In the abstract below, what transfection efficiency was reported for human monocytes?

EXTRACT

* * *

Intravenous injection of phagocytes transfected ex vivo with FGF4 DNA/biodegradable gelatin complex promotes angiogenesis in a rat myocardial ischemia/reperfusion injury model.

2007 
Conventional gene therapies still present difficulties due to poor tissue-targeting, invasiveness of delivery, method, or the use of viral vectors. To establish the feasibility of using non-virally ex vivo transfected phagocytes to promote angiogenesis in ischemic myocardium, gene-transfection into isolated phagocytes was performed by culture with positively charged gelatin impregnated with plasmid DNA. A high rate of gene transfection was achieved in rat macrophages and human monocytes, but not in mouse fibroblasts. The efficiency was 68 ± 11% in rat macrophages and 78 ± 8% in human monocytes. Intravenously injected phagocytes accumulated predominantly in ischemic tissue (13 ± 8%) and spleen (84 ± 6%), but negligibly in other organs in rodents. The efficiency of accumulation in the target ischemic tissue reached more than 86% on direct local tissue injection. In a rat model of myocardial ischemia-reperfusion, intravenous injection of fibroblast growth factor 4 (FGF4)-gene-transfected macrophages significantly increased regional blood flow in the ischemic myocardium (78 ± 7.1 % in terms of flow ratio of ischemic/non-ischemic myocardium) compared with intravenous administration of saline (36 ± 11%) or nontransfected macrophages (42 ± 12 %), or intramuscular administration of naked DNA encoding FGF4 (75 ± 18 %). Enhanced angiogenesis in the ischemic tissue we confirmed histologically. Similarly, intravenous injection of FGF4-gene-transfected monocytes enhanced regional blood flow in an ischemic hindlimb model in mice (93 ± 22 %), being superior to the three other treatments described above (38 ± 12, 39 ± 15, and 55 ± 12%, respectively).

* * *

RECORDED DATA
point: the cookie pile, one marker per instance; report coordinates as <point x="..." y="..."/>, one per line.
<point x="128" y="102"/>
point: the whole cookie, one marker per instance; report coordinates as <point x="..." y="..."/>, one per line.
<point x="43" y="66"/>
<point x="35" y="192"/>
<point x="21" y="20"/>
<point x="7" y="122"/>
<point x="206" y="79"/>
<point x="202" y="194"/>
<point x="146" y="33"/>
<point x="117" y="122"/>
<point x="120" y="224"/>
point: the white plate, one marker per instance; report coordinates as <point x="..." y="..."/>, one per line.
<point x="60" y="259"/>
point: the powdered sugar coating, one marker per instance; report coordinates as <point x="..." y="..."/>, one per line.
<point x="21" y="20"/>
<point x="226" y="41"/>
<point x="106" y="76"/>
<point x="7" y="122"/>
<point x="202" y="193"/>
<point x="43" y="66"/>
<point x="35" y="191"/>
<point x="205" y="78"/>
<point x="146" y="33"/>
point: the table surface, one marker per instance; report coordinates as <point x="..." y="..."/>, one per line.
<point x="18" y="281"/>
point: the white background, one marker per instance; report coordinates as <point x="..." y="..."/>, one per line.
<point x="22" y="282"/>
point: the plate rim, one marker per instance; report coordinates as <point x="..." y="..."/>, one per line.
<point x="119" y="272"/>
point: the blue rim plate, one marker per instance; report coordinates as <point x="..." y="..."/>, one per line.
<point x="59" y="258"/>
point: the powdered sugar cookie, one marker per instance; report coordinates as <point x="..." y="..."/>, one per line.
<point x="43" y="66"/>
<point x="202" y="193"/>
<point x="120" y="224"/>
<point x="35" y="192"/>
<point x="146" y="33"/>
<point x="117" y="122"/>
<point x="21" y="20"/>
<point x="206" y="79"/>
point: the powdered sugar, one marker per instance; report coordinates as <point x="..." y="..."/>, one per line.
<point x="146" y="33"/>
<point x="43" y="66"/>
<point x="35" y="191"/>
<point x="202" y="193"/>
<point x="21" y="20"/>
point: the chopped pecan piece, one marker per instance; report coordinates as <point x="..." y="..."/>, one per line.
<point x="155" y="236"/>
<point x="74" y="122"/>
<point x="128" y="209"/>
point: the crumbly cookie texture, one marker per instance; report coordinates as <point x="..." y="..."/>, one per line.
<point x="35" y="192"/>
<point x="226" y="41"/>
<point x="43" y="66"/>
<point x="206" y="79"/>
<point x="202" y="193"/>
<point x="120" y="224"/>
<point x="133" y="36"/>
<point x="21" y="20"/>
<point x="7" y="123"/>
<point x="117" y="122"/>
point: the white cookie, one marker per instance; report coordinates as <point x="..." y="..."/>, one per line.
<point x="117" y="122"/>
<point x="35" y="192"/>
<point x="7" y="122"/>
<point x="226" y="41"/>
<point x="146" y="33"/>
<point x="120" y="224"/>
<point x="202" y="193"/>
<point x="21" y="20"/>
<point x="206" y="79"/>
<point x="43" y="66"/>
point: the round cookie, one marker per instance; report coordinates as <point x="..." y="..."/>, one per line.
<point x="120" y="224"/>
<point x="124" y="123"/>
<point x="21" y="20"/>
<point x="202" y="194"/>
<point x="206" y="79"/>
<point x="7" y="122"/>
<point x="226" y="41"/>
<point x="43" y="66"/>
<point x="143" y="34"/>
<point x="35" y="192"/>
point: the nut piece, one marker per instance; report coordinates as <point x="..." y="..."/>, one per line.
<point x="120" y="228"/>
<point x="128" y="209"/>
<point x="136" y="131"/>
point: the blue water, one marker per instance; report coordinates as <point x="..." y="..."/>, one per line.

* * *

EXPECTED ANSWER
78 ± 8%